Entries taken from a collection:

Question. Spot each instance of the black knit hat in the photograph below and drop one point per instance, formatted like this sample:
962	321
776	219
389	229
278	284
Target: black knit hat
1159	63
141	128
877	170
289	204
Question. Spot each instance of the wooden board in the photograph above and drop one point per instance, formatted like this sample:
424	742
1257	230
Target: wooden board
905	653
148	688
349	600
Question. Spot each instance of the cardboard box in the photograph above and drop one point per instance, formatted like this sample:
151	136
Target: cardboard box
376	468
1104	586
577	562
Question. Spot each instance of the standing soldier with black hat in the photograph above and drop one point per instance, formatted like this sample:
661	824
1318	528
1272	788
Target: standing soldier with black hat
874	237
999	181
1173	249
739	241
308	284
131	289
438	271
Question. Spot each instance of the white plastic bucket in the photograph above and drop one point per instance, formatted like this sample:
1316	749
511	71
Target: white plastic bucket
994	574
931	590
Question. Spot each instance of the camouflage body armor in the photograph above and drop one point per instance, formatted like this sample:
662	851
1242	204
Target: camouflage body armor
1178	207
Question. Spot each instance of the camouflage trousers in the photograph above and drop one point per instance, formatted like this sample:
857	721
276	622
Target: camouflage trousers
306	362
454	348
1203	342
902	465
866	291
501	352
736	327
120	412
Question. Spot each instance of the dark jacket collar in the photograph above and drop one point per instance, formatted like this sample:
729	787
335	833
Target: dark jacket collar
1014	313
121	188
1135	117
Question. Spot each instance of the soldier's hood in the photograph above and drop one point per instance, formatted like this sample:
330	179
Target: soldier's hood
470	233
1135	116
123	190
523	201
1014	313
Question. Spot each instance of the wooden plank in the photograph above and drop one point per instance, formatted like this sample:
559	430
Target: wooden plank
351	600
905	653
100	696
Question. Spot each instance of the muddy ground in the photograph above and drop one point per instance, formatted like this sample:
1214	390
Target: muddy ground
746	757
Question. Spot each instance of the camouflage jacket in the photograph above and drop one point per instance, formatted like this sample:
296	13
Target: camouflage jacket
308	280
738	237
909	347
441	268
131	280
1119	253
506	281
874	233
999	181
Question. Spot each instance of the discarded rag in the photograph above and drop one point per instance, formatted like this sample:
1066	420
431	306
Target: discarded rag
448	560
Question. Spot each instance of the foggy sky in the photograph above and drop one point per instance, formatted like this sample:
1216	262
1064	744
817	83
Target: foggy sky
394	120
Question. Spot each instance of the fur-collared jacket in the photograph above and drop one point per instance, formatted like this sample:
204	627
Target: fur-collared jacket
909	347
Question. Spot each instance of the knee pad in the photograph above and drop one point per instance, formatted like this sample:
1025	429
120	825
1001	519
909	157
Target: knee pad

## Aim of the exercise
Could you count how many lines in the records contain the word "knee"? Only the number is needed.

## Answer below
2